Énoncé
Recopiez en entier, sans rien y changer, le texte sur les corsaires d'Alger et le commerce américain.

Texte étudié
──────────

Le blocus du détroit de Gibraltar par une croisière perpétuelle espagnole puis par une escadre portugaise préserva momentanément le commerce américain dans l’Atlantique des attaques des croiseurs de la Régence d’Alger.

 

Le début des négociations de paix, en juin 1785, entre l’Espagne et la Récence et l’armistice conclue plus tard entre celle-ci et le Portugal, ouvrit le détroit aux croiseurs algériens qui se ruèrent dans l’Atlantique à la recherche de navires de commerce américains.

 

En plus de deux navires pris en 1785, les corsaires de la Régence capturèrent, pendant le seul mois d’octobre 1793, dix navires américains et cent dix neufs captifs s’entassaient dans les bagnes d’Alger à la fin de l’année 1793.

 

Le Dey Hassan (1790-1798) refusa toute négociation avec les américains et déclara « Qu’il avait assez de pain pour les nourrir et qu’il ne les libérerait jamais même si des millions de dollars devraient couler dans ses coffres ».

 

L’opinion publique américaine, relayée par les exportateurs des produits agricoles réclama au gouvernement des mesures énergiques.

 

Au Congrès, les Fédéralistes du Nord, partisans avec John Adams, d’une solution avec Thomas Jefferson, recommandent le recours à la force.

 

La Chambre des Représentants finit par voter, le 2 janvier 1794, par deux voix de majorité, une résolution « exigeant de prévoir, de suite, une force navale suffisante pour assurer la protection du commerce des Etats-Unis contre les corsaires algériens. » Un bill conseillant la création d’une flotte de six frégates fut adopté par le Congrès et signé par le Président Georges Washington.

──────────

Données

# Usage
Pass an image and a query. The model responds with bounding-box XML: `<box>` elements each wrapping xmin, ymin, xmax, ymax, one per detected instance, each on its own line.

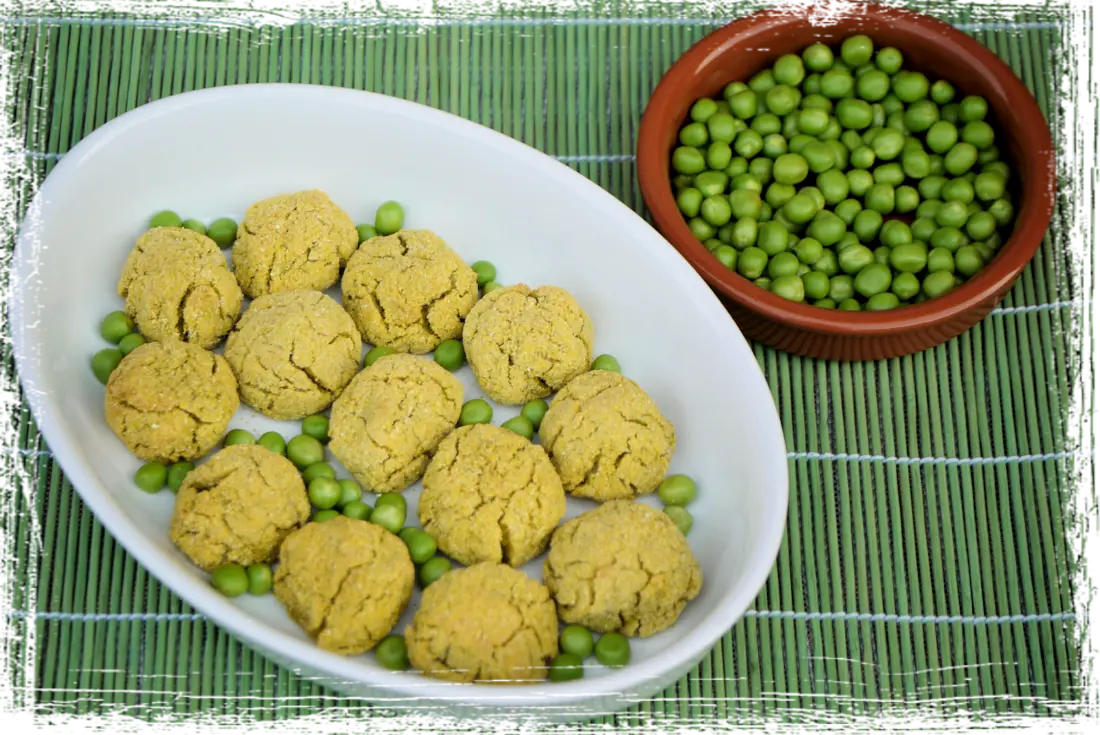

──────────

Réponse attendue
Le blocus du détroit de Gibraltar par une croisière perpétuelle espagnole puis par une escadre portugaise préserva momentanément le commerce américain dans l’Atlantique des attaques des croiseurs de la Régence d’Alger.

 

Le début des négociations de paix, en juin 1785, entre l’Espagne et la Récence et l’armistice conclue plus tard entre celle-ci et le Portugal, ouvrit le détroit aux croiseurs algériens qui se ruèrent dans l’Atlantique à la recherche de navires de commerce américains.

 

En plus de deux navires pris en 1785, les corsaires de la Régence capturèrent, pendant le seul mois d’octobre 1793, dix navires américains et cent dix neufs captifs s’entassaient dans les bagnes d’Alger à la fin de l’année 1793.

 

Le Dey Hassan (1790-1798) refusa toute négociation avec les américains et déclara « Qu’il avait assez de pain pour les nourrir et qu’il ne les libérerait jamais même si des millions de dollars devraient couler dans ses coffres ».

 

L’opinion publique américaine, relayée par les exportateurs des produits agricoles réclama au gouvernement des mesures énergiques.

 

Au Congrès, les Fédéralistes du Nord, partisans avec John Adams, d’une solution avec Thomas Jefferson, recommandent le recours à la force.

 

La Chambre des Représentants finit par voter, le 2 janvier 1794, par deux voix de majorité, une résolution « exigeant de prévoir, de suite, une force navale suffisante pour assurer la protection du commerce des Etats-Unis contre les corsaires algériens. » Un bill conseillant la création d’une flotte de six frégates fut adopté par le Congrès et signé par le Président Georges Washington.